● **TASK PROMPT**: Your task is to output the data exactly as it stands.

● **DATA TO PROCESS**:
- - -

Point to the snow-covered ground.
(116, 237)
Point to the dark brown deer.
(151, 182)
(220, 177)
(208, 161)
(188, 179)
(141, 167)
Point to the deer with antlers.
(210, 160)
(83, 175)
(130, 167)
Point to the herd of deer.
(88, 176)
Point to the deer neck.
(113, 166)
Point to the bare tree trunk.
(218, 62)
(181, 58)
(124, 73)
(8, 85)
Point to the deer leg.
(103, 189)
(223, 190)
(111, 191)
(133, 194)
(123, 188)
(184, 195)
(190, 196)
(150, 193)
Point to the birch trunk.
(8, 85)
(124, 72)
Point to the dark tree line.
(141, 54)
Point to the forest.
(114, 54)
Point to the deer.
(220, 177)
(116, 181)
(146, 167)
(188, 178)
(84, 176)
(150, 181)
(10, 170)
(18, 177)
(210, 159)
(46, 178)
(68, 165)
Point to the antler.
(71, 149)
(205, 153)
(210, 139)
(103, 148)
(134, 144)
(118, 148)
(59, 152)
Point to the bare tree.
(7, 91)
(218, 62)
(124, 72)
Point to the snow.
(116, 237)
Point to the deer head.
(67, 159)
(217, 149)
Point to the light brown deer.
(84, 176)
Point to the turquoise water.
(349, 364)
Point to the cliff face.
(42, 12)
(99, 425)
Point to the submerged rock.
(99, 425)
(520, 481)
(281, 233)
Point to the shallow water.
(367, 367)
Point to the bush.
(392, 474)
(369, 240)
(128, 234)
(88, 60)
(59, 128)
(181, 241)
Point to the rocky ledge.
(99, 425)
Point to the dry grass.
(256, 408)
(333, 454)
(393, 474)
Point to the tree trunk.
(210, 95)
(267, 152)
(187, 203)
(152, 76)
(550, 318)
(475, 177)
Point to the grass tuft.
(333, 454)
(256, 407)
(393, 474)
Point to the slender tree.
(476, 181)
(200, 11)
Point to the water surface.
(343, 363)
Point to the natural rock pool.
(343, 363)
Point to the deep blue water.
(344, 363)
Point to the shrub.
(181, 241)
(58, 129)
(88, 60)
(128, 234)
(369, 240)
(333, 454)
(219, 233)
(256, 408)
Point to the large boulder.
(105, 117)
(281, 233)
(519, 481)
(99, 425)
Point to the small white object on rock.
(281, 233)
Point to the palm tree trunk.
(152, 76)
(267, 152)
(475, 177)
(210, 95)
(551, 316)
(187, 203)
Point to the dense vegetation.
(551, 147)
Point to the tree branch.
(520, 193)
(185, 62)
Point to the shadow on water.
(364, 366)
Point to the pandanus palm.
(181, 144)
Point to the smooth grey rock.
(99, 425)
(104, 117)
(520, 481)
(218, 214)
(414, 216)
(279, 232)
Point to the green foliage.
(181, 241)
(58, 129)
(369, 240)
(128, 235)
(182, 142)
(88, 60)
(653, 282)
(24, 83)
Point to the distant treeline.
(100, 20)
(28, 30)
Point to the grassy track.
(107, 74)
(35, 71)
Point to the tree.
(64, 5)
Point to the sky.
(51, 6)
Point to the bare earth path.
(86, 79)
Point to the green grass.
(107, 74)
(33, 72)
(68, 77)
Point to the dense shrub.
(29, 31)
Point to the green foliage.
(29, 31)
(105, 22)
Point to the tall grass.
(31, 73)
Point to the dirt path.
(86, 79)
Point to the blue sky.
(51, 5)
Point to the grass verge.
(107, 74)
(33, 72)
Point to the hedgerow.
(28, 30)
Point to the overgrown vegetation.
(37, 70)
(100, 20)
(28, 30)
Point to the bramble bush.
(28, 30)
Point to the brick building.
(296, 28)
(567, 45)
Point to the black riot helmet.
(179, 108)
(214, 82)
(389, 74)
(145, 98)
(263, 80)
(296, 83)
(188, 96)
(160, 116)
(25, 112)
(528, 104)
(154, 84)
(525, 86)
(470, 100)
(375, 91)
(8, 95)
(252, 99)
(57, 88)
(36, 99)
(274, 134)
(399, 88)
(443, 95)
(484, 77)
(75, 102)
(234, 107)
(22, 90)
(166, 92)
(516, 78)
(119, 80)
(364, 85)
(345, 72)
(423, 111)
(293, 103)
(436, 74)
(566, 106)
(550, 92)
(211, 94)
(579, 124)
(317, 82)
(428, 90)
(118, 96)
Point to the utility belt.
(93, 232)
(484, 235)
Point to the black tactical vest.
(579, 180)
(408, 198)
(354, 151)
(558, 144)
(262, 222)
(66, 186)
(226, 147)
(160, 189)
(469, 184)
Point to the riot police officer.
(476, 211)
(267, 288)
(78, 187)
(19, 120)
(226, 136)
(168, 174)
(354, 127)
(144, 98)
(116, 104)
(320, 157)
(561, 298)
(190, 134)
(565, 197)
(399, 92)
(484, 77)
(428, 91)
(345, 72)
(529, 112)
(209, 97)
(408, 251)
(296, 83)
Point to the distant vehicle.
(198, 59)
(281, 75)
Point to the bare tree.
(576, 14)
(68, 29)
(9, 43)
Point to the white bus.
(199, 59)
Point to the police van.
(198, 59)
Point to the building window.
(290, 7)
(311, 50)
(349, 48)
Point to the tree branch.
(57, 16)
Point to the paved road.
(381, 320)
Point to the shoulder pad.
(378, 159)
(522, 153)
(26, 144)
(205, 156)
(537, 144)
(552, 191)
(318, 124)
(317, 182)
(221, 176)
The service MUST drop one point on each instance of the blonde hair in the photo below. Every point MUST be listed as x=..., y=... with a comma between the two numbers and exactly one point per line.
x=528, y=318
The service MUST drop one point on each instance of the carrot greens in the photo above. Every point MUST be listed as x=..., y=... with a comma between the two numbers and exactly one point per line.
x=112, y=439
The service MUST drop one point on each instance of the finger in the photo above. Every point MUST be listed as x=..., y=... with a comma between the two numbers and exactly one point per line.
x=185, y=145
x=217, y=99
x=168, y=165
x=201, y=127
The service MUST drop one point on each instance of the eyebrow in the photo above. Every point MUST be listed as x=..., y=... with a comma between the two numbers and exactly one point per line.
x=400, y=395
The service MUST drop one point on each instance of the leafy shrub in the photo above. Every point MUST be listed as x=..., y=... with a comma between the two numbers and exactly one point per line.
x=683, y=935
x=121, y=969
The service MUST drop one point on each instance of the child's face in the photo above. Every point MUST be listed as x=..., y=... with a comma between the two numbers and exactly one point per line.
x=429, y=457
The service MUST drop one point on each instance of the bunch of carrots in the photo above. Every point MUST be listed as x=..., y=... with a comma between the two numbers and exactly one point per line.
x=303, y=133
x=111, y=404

- - -

● **REPLY**:
Point to the snow-covered ground.
(116, 237)
Point to the dark brown deer.
(151, 182)
(220, 177)
(208, 161)
(188, 179)
(141, 167)
Point to the deer with antlers.
(210, 160)
(83, 175)
(130, 167)
Point to the herd of deer.
(88, 176)
Point to the deer neck.
(113, 166)
Point to the bare tree trunk.
(218, 62)
(181, 58)
(124, 73)
(8, 85)
Point to the deer leg.
(103, 189)
(223, 190)
(111, 191)
(133, 194)
(123, 188)
(184, 195)
(190, 196)
(150, 193)
Point to the birch trunk.
(8, 85)
(124, 72)
Point to the dark tree line.
(141, 54)
Point to the forest.
(114, 54)
Point to the deer.
(220, 177)
(116, 181)
(146, 167)
(188, 178)
(84, 176)
(150, 181)
(10, 170)
(18, 177)
(210, 159)
(46, 178)
(68, 165)
Point to the antler.
(71, 149)
(205, 153)
(210, 139)
(103, 148)
(134, 144)
(118, 148)
(59, 152)
Point to the bare tree.
(7, 91)
(218, 62)
(124, 72)
Point to the snow.
(116, 237)
Point to the deer head.
(67, 159)
(217, 149)
Point to the light brown deer.
(84, 176)
Point to the turquoise water.
(349, 364)
Point to the cliff face.
(42, 12)
(99, 425)
Point to the submerged rock.
(99, 425)
(520, 481)
(281, 233)
Point to the shallow water.
(367, 367)
Point to the bush.
(392, 474)
(369, 240)
(128, 234)
(88, 60)
(59, 128)
(181, 241)
Point to the rocky ledge.
(99, 425)
Point to the dry grass.
(256, 408)
(333, 454)
(393, 474)
Point to the tree trunk.
(210, 95)
(267, 152)
(187, 203)
(152, 76)
(550, 318)
(475, 177)
Point to the grass tuft.
(333, 454)
(256, 407)
(393, 474)
Point to the slender tree.
(476, 181)
(200, 11)
Point to the water surface.
(343, 363)
Point to the natural rock pool.
(343, 363)
Point to the deep blue water.
(344, 363)
Point to the shrub.
(181, 241)
(58, 129)
(88, 60)
(128, 234)
(369, 240)
(333, 454)
(219, 233)
(256, 408)
Point to the large boulder.
(105, 117)
(281, 233)
(519, 481)
(99, 425)
Point to the small white object on rock.
(281, 233)
Point to the palm tree trunk.
(152, 76)
(267, 152)
(475, 177)
(210, 95)
(551, 316)
(187, 203)
Point to the dense vegetation.
(551, 147)
Point to the tree branch.
(520, 193)
(185, 62)
Point to the shadow on water.
(364, 366)
Point to the pandanus palm.
(181, 144)
Point to the smooth grey rock.
(99, 425)
(104, 117)
(520, 481)
(218, 214)
(414, 216)
(279, 232)
Point to the green foliage.
(181, 241)
(58, 129)
(369, 240)
(128, 235)
(182, 142)
(88, 60)
(653, 282)
(24, 83)
Point to the distant treeline.
(100, 20)
(28, 30)
Point to the grassy track.
(107, 74)
(35, 71)
Point to the tree.
(64, 5)
Point to the sky.
(51, 6)
Point to the bare earth path.
(86, 79)
Point to the green grass.
(107, 74)
(33, 72)
(68, 77)
Point to the dense shrub.
(29, 31)
Point to the green foliage.
(29, 31)
(105, 22)
Point to the tall grass.
(31, 73)
Point to the dirt path.
(86, 79)
Point to the blue sky.
(51, 5)
Point to the grass verge.
(107, 74)
(33, 72)
Point to the hedgerow.
(28, 30)
Point to the overgrown vegetation.
(37, 70)
(100, 20)
(28, 30)
Point to the bramble bush.
(28, 30)
Point to the brick building.
(296, 28)
(567, 45)
Point to the black riot helmet.
(179, 108)
(214, 82)
(389, 74)
(145, 98)
(263, 80)
(296, 83)
(188, 96)
(160, 116)
(25, 112)
(528, 104)
(154, 84)
(525, 86)
(470, 100)
(375, 91)
(8, 95)
(252, 99)
(57, 88)
(36, 99)
(274, 134)
(399, 88)
(443, 95)
(484, 77)
(75, 102)
(234, 107)
(22, 90)
(166, 92)
(516, 78)
(119, 80)
(364, 85)
(345, 72)
(423, 111)
(293, 103)
(436, 74)
(566, 106)
(550, 92)
(211, 94)
(579, 124)
(317, 82)
(428, 90)
(118, 96)
Point to the utility belt.
(93, 232)
(484, 235)
Point to the black tactical vest.
(579, 180)
(408, 198)
(354, 151)
(558, 144)
(262, 222)
(66, 186)
(226, 147)
(160, 189)
(469, 184)
Point to the riot police officer.
(476, 211)
(267, 288)
(78, 187)
(19, 120)
(226, 136)
(168, 174)
(354, 127)
(144, 98)
(116, 104)
(320, 157)
(561, 298)
(190, 134)
(565, 197)
(399, 92)
(484, 77)
(428, 91)
(345, 72)
(529, 112)
(209, 97)
(408, 251)
(296, 83)
Point to the distant vehicle.
(198, 59)
(281, 75)
Point to the bare tree.
(576, 14)
(68, 29)
(9, 43)
Point to the white bus.
(199, 59)
Point to the police van.
(198, 59)
Point to the building window.
(290, 7)
(311, 50)
(349, 48)
Point to the tree branch.
(57, 16)
Point to the paved road.
(381, 320)
Point to the shoulder pad.
(378, 159)
(522, 153)
(26, 144)
(205, 156)
(537, 144)
(552, 191)
(318, 124)
(317, 182)
(221, 176)
The service MUST drop one point on each instance of the blonde hair in the photo below. Every point MUST be listed as x=..., y=... with a comma between the two numbers and exactly one point per line.
x=528, y=318
The service MUST drop one point on each instance of the carrot greens in the photo above. Every point MUST be listed as x=..., y=... with a comma between the two numbers and exactly one point per line.
x=112, y=439
The service MUST drop one point on each instance of the finger in the photo above. Every point MUST be listed as x=..., y=... with a comma between the two numbers and exactly one point per line.
x=185, y=145
x=217, y=99
x=168, y=165
x=201, y=127
The service MUST drop one point on each instance of the eyebrow in the photo above. Every point MUST be listed as x=..., y=... with a comma between the two numbers and exactly one point per line.
x=400, y=395
The service MUST drop one point on each instance of the leafy shrub in the photo above. Every point MUST be listed as x=..., y=... with a comma between the two numbers and exactly one point per line.
x=683, y=935
x=121, y=969
The service MUST drop one point on each instance of the child's face in the photo above. Every point MUST be listed as x=..., y=... with a comma between the two numbers and exactly one point per line.
x=429, y=457
The service MUST drop one point on each instance of the bunch of carrots in the photo above. Every point MUST be listed as x=..., y=... with a comma between the two numbers and exactly one point per line.
x=303, y=133
x=111, y=404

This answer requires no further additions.